What is expected
Can you pick up the project summary on rigid-rod molecular rotors for synthetic signal transduction and continue it after its final sentence?

##### Text segment #####

A Double Dose - Steroid Dimers for Synthetic Signal Transduction

This project aims to develop an alternative form of transmembrane signalling that utilises a new molecular tool: rigid-rod molecular rotors. We will create a lever-type system with restricted movement. This project will capitalise on recent work from the PI's group that has used conformational change to open a path towards artificial signal transduction, providing light-switchable mimics of rhodopsin and other G-protein coupled receptors.

We are familiar with the tools around us in the macroscopic world, from complex machines (e.g. computers) to simple components (e.g. rotors). There also exists a world of biological molecular machines (typically proteins) that operate in cells and mediate many of life's fundamental processes. One of these processes is the transmission of information and molecules across the cell membrane, a protective barrier that is several nanometres thick. Specialised transmembrane proteins, such as G-protein coupled receptors, recognise external chemical messengers ('signals') and turn these into chemical information ('reports') inside the cell, in a process that usually involve a change in protein shape (conformation).

This project aims to use multi-nanometre long rigid-rod molecular rotors to develop a new way of transmitting information across membranes. These entirely artificial molecular rotors will be designed to change shape after binding to an external chemical 'signal'. This shape change will transmit the information in the signal across both synthetic and natural membranes. This project will use synthetic supramolecular chemistry to open a pathway towards artificial signal transduction.

##### Data #####

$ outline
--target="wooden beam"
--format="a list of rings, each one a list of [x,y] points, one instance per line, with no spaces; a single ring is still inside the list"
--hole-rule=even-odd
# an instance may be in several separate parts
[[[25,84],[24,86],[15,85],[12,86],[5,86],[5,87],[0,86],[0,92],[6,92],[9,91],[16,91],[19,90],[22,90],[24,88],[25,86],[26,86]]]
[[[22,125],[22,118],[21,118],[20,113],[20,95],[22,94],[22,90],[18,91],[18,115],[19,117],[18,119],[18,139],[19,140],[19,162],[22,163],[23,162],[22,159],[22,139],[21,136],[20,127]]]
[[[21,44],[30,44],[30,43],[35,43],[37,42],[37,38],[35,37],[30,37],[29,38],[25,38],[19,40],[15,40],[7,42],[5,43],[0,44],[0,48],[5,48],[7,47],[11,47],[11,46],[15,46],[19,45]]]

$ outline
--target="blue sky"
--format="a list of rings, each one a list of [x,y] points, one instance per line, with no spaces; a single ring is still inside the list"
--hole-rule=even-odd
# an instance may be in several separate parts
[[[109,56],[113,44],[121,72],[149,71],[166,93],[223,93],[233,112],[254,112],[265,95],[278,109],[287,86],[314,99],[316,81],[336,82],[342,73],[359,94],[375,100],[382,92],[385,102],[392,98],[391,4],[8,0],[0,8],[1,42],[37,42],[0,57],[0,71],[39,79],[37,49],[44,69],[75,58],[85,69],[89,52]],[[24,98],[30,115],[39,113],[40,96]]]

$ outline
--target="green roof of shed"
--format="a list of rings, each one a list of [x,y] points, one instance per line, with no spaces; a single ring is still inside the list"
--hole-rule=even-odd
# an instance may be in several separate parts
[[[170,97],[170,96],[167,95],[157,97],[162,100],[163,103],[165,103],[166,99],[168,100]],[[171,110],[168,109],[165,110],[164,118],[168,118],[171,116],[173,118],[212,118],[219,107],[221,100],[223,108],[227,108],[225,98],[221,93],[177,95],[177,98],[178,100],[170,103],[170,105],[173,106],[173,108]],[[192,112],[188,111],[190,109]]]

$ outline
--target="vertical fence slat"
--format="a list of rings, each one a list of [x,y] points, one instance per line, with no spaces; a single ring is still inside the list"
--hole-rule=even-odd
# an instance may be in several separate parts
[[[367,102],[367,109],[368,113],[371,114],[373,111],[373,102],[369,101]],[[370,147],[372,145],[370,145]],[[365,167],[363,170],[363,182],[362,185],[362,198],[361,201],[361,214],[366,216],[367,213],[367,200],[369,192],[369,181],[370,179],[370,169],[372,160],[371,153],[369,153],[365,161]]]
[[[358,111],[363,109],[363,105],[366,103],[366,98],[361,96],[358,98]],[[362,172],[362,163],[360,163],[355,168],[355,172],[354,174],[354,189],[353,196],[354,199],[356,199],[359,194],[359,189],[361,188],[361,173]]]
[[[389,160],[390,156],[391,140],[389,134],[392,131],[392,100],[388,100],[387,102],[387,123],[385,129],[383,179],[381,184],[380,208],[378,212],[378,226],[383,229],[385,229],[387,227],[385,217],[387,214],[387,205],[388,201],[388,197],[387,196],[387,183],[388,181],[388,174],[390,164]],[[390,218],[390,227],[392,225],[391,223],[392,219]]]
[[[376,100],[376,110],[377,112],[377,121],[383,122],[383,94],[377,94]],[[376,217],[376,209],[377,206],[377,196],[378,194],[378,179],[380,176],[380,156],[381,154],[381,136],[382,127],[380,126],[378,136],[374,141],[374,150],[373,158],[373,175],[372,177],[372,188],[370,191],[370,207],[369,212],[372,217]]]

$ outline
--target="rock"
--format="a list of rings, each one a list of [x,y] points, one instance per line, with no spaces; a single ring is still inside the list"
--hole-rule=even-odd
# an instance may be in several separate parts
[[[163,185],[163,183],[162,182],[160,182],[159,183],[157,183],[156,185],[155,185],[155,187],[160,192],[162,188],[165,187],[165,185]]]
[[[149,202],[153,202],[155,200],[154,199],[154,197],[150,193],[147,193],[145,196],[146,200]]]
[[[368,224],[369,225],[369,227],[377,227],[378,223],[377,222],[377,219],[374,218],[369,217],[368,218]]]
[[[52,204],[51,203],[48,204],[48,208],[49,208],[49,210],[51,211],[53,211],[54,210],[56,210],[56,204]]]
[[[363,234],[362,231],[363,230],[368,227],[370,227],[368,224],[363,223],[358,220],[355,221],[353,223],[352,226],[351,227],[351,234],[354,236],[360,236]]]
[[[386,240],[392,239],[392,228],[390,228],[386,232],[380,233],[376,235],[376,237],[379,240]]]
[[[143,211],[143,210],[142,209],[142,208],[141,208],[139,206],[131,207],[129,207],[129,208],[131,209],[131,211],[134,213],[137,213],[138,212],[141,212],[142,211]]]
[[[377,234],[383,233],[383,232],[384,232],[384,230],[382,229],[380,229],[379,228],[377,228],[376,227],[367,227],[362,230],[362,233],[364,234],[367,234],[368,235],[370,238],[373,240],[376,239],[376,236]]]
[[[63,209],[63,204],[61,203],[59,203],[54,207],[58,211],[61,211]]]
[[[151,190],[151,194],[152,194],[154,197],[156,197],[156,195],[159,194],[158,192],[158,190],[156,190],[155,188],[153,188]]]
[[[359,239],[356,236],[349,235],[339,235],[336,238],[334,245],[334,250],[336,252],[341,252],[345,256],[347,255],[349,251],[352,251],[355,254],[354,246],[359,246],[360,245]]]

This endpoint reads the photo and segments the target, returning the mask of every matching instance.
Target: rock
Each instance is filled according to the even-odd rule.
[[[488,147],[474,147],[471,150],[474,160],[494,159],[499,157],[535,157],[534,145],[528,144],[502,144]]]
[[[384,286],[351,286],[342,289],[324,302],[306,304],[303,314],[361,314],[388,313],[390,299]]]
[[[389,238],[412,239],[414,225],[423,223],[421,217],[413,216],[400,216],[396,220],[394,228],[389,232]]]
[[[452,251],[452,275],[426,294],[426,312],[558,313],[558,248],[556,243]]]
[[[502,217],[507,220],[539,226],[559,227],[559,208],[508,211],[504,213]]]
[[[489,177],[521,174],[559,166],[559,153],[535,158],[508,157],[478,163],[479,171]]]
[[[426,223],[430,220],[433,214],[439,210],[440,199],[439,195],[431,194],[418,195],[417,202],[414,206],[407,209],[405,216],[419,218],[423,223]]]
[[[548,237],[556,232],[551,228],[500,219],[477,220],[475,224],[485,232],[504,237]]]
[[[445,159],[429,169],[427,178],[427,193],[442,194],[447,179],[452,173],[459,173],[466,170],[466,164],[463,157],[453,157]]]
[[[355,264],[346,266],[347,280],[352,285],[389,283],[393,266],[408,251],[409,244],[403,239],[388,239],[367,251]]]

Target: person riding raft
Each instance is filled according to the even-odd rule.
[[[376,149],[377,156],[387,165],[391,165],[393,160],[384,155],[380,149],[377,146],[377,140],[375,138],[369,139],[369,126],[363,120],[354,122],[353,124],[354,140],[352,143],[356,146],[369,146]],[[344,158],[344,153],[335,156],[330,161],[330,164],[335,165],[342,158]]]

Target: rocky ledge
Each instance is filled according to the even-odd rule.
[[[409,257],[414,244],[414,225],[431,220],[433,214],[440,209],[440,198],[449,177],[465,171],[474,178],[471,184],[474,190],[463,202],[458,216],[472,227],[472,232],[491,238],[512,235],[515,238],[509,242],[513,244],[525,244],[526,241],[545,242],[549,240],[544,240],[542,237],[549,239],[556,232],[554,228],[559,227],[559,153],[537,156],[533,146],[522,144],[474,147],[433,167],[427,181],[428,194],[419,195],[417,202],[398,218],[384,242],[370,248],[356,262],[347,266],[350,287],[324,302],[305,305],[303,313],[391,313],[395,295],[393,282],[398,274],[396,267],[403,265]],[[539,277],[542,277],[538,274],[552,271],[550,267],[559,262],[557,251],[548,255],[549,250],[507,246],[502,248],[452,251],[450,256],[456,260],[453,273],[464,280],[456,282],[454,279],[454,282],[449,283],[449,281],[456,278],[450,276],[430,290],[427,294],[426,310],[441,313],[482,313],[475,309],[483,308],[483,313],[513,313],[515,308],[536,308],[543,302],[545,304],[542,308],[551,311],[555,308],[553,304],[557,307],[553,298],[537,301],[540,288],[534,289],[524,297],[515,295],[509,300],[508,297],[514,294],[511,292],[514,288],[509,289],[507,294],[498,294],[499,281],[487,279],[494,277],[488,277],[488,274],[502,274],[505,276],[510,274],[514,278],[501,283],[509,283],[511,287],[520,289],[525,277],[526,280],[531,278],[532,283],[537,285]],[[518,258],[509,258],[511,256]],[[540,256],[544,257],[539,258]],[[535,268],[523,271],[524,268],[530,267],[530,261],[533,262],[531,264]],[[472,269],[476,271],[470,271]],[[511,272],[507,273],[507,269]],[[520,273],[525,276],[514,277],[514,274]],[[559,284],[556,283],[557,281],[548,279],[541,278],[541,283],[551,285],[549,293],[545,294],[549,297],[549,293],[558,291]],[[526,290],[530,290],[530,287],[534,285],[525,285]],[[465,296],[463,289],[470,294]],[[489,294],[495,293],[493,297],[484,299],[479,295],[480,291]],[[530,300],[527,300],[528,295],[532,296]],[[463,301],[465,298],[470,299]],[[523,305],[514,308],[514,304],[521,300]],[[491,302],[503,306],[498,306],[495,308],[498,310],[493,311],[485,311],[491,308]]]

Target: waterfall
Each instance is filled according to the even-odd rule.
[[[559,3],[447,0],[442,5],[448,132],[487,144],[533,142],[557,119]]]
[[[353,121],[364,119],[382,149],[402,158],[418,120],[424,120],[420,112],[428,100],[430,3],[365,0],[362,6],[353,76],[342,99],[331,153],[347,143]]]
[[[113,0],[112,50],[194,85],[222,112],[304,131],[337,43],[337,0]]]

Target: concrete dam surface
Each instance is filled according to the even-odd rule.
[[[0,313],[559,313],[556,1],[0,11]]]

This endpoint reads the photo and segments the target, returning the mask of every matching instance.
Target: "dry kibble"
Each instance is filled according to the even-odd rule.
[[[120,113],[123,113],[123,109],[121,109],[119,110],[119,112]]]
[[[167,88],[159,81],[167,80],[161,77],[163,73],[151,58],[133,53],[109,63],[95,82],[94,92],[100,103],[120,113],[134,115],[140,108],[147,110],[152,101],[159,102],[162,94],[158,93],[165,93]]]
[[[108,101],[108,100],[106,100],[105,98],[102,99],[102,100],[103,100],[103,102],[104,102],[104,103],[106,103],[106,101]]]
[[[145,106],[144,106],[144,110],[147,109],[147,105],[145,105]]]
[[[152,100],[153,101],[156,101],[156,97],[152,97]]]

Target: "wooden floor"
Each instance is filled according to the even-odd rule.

#####

Answer box
The project will employ synthetic organic chemistry to create a family of dimers, each of which will bear a different 'reporting' group, such as a fluorescent dye, catalyst, and protein/enzyme inhibitor. After first characterising the behaviour of these compounds in organic solvents, they will then be studied in the membranes of simple cell mimics (phospholipid vesicles). As well as developing skills in synthetic and supramolecular chemistry, the project provides the opportunity to work in chemical biology and biological chemistry. The student will learn cell culture techniques, as the last stage involves studying the behaviour of these molecular rotors in mammalian cell membranes. If successful, this system would be a truly synthetic biology platform that will lead to many exciting opportunities, for example providing artificial signalling networks that reprogram cells and produce fundamental scientific insights.